WHAT THE EXERCISE ASKS - In the part of the records that opens with the line containing "Spot each pool coping here." and closes with the line containing "0, 0, 14, 573", switch "grass field" to "meadow". Give back only those lines, leaving everything else unchanged.

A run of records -
◆ ◆ ◆ ◆ ◆ ◆ ◆

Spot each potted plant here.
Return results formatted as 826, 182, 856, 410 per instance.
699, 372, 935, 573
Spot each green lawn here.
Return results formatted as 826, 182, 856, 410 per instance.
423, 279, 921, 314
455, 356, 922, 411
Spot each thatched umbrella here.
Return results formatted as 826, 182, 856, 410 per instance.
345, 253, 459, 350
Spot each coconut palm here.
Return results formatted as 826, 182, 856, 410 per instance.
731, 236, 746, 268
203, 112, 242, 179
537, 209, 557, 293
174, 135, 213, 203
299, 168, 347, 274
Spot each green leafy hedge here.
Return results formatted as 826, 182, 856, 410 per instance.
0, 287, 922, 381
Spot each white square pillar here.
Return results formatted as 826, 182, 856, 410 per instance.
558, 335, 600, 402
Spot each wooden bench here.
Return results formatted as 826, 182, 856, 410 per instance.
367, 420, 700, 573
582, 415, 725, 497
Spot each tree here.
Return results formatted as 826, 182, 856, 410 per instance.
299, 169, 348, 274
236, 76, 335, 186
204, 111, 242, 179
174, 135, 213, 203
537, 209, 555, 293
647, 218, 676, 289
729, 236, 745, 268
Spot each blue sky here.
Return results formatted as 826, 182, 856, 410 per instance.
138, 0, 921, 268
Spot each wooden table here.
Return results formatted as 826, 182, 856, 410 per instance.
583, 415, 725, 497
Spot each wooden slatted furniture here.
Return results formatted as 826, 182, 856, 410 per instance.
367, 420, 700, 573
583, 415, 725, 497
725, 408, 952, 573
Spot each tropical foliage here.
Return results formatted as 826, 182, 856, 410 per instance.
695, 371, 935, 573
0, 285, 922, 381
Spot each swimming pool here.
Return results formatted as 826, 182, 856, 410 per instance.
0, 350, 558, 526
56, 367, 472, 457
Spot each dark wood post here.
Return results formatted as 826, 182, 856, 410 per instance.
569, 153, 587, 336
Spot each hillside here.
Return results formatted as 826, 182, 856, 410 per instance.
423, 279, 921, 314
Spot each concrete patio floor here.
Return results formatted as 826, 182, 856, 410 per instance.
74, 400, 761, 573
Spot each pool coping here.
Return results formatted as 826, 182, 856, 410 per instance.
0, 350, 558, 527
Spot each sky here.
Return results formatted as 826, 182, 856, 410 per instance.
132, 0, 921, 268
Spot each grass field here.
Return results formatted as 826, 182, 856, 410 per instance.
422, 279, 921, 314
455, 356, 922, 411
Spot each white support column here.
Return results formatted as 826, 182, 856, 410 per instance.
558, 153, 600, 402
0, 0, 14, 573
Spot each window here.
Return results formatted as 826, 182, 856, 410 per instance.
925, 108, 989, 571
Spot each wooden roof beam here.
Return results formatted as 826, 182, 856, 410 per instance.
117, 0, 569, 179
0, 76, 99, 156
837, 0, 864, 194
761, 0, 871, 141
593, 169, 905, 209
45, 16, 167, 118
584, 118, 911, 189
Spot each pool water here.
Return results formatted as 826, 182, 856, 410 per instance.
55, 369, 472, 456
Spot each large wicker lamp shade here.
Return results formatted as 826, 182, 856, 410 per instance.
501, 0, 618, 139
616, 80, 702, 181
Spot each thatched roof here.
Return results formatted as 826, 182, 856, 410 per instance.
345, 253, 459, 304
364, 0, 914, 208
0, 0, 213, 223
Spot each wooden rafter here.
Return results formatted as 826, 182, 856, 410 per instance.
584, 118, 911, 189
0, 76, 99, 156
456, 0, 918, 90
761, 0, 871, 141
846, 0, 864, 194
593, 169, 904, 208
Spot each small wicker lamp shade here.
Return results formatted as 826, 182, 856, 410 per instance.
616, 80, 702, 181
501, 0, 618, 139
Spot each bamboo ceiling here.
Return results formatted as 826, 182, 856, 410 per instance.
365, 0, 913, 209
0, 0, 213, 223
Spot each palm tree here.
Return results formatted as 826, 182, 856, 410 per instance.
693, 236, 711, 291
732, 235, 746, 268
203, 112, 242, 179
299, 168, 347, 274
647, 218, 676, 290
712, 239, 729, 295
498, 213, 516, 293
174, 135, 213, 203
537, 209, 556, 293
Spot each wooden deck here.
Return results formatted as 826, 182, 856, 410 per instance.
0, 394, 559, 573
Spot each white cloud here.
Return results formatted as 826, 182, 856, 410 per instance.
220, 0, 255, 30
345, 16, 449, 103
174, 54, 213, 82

◆ ◆ ◆ ◆ ◆ ◆ ◆

RESPONSE TO THIS TASK -
Spot each pool coping here.
Return results formatted as 826, 182, 856, 410 per instance.
0, 350, 558, 527
Spot each sky here.
Return results formatted as 826, 182, 856, 410 per instance.
132, 0, 921, 268
Spot each meadow here.
Return results formatted as 826, 182, 856, 410 per instance.
422, 279, 921, 314
455, 356, 922, 411
Spot each white support column here.
Return results formatted as 826, 182, 856, 410 per instance.
558, 153, 600, 402
0, 0, 14, 573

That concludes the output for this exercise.